*Goal of the exercise*
Rewrite all the entries below, putting "Label" wherever "Phrase" appears and keeping everything else the same.
☆ ☆ ☆ ☆ ☆ ☆ ☆
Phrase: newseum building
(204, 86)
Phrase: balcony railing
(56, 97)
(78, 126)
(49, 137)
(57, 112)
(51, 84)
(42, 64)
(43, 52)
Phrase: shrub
☆ ☆ ☆ ☆ ☆ ☆ ☆
*Complete output*
Label: newseum building
(204, 86)
Label: balcony railing
(56, 97)
(78, 126)
(49, 137)
(57, 112)
(51, 84)
(42, 64)
(43, 52)
Label: shrub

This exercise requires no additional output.